+++ Text segment +++

Auxiliary Space: O(N) since 2 queues are used.

Implement Stack using single queue:

Below is the idea to solve the problem:

Using only one queue and make the queue act as a Stack in modified way of the above discussed approach.

Follow the below steps to implement the idea: 

  • The idea behind this approach is to make one queue and push the first element in it. 
  • After the first element, we push the next element and then push the first element again and finally pop the first element. 
  • So, according to the FIFO rule of the queue, the second element that was inserted will be at the front and then the first element as it was pushed again later and its first copy was popped out. 
  • So, this acts as a Stack and we do this at every step i.e. from the initial element to the second last element, and the last element will be the one that we are inserting and since we will be pushing the initial elements after pushing the last element, our last element becomes the first element.

Below is the implementation for the above approach:

C++
#include <bits/stdc++.h>
using namespace std;

// Stack Class that acts as a queue
class Stack {

    queue<int> q;

public:
    void push(int data)
    {
        int s = q.size();

        // Push the current element
        q.push(data);

        // Pop all the previous elements and put them after
        // current element

        for (int i = 0; i < s; i++) {
            // Add the front element again
            q.push(q.front());

            // Delete front element
            q.pop();
        }
    }
    void pop()

+++ Provided records +++

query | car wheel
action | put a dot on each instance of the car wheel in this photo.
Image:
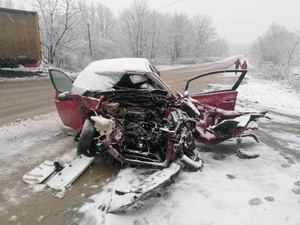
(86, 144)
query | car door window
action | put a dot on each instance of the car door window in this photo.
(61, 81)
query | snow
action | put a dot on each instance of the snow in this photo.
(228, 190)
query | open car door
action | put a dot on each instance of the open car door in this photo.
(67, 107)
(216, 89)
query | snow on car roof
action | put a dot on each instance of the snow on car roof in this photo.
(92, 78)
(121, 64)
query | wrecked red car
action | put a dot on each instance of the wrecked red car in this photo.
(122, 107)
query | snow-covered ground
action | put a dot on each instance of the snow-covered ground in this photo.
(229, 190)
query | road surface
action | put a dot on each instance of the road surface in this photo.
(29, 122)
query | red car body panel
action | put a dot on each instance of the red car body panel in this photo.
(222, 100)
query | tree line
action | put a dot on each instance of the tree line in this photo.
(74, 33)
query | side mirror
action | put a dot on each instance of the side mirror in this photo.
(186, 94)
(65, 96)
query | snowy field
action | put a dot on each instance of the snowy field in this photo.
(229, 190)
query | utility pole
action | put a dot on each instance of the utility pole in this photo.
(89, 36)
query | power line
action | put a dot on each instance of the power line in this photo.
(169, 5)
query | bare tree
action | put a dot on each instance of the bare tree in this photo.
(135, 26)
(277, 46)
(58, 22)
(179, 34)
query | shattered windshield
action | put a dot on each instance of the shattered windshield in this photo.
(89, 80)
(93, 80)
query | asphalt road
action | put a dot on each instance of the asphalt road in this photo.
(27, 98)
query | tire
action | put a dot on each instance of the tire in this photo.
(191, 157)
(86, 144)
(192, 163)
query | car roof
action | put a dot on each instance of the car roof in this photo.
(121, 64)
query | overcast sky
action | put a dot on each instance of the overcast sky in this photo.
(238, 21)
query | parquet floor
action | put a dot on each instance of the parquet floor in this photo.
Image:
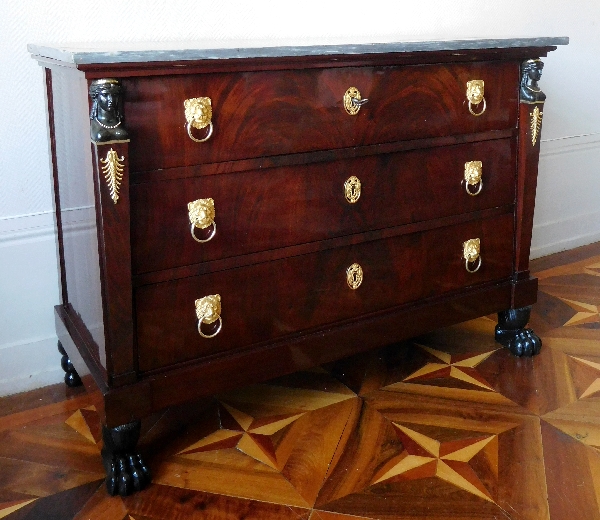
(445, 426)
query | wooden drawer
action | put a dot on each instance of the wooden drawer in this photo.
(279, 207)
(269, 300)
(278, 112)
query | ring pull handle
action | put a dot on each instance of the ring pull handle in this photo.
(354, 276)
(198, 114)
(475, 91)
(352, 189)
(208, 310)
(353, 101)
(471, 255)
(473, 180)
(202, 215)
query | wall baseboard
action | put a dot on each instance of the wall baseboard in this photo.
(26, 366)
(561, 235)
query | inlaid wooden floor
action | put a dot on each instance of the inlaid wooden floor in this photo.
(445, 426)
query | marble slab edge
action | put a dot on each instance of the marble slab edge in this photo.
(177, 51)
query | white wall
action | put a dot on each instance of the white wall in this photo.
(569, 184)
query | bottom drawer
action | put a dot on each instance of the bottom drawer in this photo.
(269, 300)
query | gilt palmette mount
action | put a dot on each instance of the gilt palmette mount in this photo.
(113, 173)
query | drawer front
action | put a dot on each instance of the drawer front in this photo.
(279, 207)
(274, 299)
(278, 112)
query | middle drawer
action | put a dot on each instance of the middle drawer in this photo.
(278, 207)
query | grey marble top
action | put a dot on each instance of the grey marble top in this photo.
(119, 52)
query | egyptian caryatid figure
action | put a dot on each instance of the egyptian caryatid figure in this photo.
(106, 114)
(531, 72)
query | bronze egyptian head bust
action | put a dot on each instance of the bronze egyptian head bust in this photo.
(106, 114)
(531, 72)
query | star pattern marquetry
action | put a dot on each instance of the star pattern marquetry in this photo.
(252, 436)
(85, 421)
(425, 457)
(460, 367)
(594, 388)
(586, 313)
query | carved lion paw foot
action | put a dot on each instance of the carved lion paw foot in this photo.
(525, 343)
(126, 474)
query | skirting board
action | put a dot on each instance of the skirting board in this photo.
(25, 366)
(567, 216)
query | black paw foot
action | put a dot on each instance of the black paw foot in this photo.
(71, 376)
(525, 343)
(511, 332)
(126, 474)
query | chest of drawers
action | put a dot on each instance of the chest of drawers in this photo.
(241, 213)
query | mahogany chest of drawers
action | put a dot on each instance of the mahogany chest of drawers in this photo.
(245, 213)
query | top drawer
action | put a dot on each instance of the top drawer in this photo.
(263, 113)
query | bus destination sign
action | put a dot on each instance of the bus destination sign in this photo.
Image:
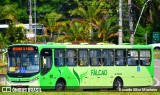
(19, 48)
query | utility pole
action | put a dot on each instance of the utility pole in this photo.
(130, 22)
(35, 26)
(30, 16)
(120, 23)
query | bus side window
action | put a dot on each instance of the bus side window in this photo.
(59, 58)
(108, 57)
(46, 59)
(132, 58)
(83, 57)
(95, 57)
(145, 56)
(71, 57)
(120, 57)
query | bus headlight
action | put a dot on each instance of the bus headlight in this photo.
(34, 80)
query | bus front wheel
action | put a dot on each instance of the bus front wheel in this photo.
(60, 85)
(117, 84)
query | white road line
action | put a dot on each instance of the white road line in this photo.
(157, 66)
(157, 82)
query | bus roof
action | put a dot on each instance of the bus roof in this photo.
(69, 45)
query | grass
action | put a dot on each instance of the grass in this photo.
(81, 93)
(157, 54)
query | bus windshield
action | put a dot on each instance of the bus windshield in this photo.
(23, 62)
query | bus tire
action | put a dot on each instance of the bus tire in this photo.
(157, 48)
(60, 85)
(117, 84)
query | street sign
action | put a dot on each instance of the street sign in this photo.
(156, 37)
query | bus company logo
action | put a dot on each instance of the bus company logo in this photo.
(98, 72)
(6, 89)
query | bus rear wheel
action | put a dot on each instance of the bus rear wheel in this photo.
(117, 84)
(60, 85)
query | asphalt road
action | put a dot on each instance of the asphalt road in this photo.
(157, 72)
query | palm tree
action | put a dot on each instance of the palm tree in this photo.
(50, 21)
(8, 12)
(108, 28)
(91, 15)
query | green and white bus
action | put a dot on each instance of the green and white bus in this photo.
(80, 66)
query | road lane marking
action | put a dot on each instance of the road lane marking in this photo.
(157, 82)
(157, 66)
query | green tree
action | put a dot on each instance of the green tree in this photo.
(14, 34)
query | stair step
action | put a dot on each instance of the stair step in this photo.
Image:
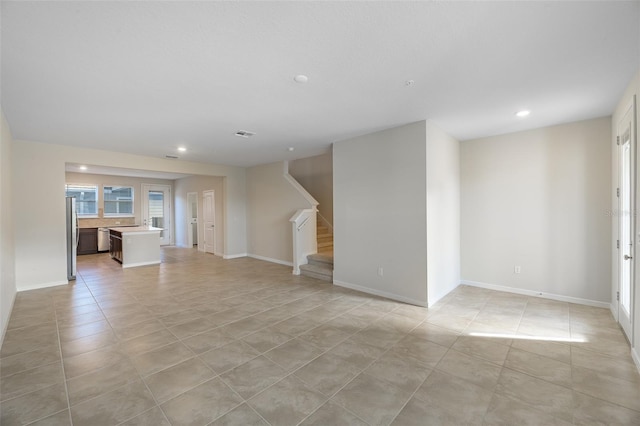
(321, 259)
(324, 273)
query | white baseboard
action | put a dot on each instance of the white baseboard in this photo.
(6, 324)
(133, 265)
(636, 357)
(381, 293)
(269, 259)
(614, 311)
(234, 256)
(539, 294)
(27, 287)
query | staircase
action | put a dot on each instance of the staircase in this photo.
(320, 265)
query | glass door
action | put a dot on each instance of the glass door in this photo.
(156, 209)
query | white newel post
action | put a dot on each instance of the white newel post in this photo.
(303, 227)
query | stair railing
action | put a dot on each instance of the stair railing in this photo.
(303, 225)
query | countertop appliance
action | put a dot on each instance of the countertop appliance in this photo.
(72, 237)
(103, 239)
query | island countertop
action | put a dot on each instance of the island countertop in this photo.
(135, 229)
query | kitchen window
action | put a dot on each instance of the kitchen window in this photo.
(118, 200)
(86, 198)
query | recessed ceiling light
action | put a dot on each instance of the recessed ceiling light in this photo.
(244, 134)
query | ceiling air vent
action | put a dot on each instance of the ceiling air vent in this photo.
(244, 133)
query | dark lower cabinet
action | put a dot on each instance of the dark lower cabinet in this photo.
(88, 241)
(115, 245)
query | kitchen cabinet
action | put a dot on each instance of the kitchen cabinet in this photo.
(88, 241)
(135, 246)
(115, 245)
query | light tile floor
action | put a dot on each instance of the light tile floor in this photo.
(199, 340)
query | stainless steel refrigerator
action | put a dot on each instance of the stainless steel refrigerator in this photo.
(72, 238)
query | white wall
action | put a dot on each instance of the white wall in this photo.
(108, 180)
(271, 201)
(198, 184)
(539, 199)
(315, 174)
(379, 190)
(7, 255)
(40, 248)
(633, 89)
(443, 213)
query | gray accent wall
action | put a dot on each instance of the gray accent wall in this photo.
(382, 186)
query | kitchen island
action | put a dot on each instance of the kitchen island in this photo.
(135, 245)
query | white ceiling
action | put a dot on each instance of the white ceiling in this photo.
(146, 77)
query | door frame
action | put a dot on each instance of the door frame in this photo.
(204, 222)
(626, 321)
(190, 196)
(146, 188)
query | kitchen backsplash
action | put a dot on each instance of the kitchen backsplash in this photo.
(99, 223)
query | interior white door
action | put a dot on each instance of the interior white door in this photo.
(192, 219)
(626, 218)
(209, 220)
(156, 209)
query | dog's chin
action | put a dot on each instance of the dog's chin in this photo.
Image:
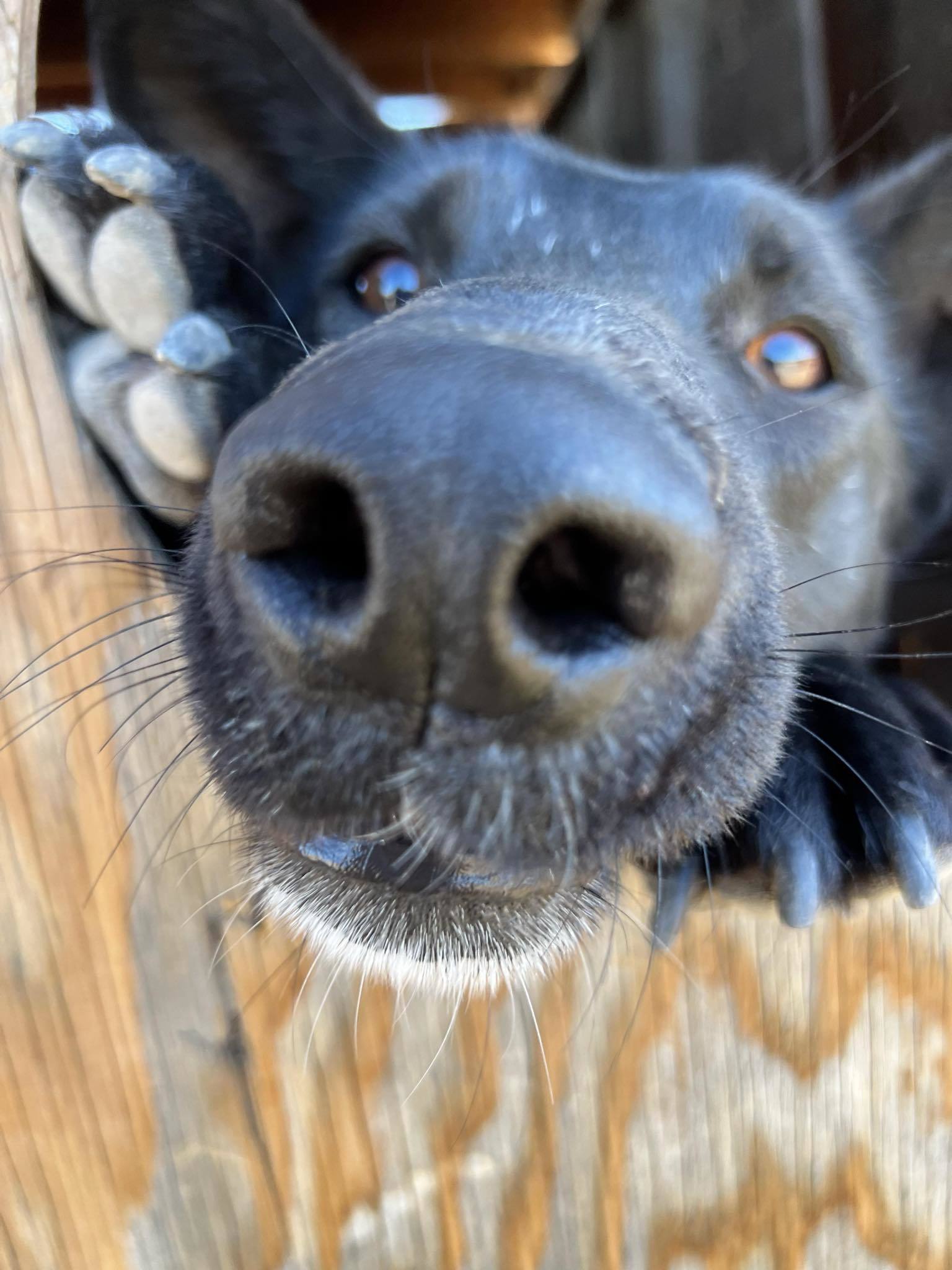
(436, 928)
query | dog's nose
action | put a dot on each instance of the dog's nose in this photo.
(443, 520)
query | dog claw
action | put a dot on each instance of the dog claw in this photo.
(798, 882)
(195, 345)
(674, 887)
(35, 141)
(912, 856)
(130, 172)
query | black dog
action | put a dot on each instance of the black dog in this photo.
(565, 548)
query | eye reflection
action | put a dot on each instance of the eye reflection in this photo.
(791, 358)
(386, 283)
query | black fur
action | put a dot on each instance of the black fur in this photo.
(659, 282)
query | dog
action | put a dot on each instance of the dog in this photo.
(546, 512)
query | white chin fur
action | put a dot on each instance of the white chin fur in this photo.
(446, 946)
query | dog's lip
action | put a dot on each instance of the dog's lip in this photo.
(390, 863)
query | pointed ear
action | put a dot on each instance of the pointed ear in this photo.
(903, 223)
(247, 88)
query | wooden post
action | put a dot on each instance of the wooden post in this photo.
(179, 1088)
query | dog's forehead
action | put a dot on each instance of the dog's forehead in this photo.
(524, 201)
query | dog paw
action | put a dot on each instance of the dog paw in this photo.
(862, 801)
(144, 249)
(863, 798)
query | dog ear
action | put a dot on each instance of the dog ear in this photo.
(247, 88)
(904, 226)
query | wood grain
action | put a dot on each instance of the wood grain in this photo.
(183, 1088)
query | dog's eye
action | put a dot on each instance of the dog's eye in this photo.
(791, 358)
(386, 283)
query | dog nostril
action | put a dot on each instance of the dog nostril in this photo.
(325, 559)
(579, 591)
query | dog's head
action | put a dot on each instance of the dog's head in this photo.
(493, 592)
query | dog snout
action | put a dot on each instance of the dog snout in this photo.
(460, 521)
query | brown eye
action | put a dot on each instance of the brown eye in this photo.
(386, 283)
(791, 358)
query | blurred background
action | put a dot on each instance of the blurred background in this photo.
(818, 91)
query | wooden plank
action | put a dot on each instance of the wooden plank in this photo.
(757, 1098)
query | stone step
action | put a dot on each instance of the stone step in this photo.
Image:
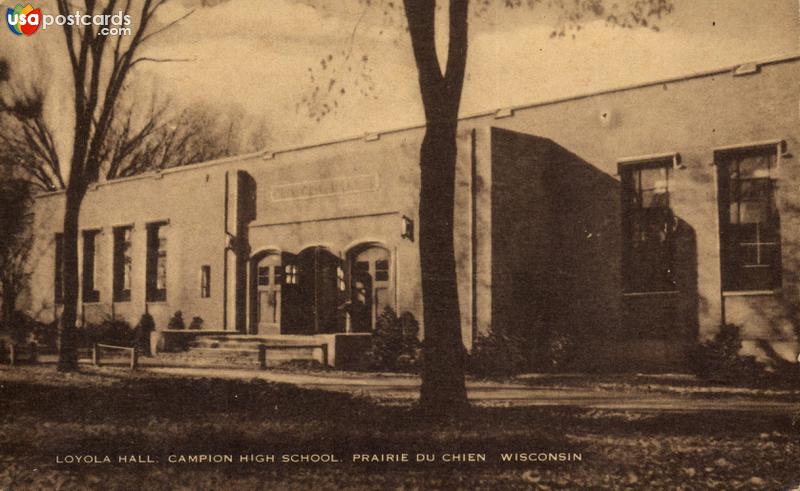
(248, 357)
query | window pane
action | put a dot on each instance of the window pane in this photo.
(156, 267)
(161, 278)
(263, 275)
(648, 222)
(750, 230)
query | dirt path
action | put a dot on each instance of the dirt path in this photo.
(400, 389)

+++

Written exercise A — Repeat, word for word, the part of the single-queue stack text starting with "Follow the below" and going on through "was popped out.".
Written exercise B — According to the single-queue stack text, what auxiliary space does the approach with two queues need, and why?

Written response A —
Follow the below steps to implement the idea: 

  • The idea behind this approach is to make one queue and push the first element in it. 
  • After the first element, we push the next element and then push the first element again and finally pop the first element. 
  • So, according to the FIFO rule of the queue, the second element that was inserted will be at the front and then the first element as it was pushed again later and its first copy was popped out.

Written response B — O(N), because 2 queues are used.